** Problem **
Reproduce the data below, substituting "loaf of bread" for "golden brown bread loaf" and keeping every other part unchanged.

** Data listing **
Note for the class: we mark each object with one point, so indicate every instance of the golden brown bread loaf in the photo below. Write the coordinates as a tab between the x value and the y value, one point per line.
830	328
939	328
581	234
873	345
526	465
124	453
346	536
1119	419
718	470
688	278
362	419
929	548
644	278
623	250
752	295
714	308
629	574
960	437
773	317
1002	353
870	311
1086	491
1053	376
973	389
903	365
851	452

** Exercise output **
Note for the class: we mark each object with one point, so indicate every instance of the loaf of bread in the photo below. Write the coordinates as a tab between the x value and the y value, one point per line.
830	328
939	328
581	234
873	345
526	465
124	453
346	536
1119	419
718	470
688	278
362	419
929	548
644	278
623	250
752	295
714	308
629	574
960	437
773	317
1002	353
870	311
1086	491
1053	376
973	389
903	365
851	452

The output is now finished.